- Dataset excerpts
=======

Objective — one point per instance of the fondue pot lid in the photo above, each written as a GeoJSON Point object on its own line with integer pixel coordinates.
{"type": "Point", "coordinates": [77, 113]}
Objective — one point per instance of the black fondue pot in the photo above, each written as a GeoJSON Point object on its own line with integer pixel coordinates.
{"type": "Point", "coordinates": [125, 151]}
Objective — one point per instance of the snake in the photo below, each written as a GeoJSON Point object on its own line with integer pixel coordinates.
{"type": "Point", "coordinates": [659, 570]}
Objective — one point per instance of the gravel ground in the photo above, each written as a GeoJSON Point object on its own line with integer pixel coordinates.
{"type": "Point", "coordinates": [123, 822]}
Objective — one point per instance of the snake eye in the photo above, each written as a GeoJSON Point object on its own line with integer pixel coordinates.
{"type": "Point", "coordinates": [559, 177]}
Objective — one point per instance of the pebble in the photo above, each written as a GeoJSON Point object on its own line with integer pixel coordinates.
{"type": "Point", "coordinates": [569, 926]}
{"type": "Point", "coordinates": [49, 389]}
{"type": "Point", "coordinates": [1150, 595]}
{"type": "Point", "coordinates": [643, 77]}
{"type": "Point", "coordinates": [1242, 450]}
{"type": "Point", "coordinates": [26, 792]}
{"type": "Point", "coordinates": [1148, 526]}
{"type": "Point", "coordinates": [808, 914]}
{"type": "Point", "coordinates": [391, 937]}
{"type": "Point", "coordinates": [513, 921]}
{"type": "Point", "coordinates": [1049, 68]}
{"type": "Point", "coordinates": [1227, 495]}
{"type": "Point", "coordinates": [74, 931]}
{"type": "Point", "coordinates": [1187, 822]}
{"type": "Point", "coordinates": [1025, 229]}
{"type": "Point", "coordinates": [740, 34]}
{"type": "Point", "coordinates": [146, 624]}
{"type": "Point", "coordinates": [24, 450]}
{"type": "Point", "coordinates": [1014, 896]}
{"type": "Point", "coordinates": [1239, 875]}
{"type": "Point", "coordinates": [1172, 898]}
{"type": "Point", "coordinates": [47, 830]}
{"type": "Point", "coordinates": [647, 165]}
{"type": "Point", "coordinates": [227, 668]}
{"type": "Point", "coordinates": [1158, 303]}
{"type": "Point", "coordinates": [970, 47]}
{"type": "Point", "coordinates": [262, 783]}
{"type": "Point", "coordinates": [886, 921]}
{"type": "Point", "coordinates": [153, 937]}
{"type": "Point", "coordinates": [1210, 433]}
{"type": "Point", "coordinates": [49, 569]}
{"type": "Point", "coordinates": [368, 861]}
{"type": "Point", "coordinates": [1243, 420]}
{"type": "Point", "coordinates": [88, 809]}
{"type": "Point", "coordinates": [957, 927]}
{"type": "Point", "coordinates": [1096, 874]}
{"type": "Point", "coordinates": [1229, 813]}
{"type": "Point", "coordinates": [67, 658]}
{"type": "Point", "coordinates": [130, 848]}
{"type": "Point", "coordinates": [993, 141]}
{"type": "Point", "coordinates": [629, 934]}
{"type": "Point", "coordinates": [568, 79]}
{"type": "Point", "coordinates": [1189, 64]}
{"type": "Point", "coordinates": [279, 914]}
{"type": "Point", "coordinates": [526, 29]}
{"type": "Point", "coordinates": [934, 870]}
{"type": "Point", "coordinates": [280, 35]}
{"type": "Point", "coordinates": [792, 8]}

=======

Return each line of the records above that contains the string "snake", copying the lines in full.

Objective — one point per instance of the snake in the photo below, each written as a GeoJSON Point object on its own line with integer pixel coordinates.
Objective — one point per instance of the snake eye in the photo above, each written as a GeoJSON Point object on its own line with integer pixel coordinates.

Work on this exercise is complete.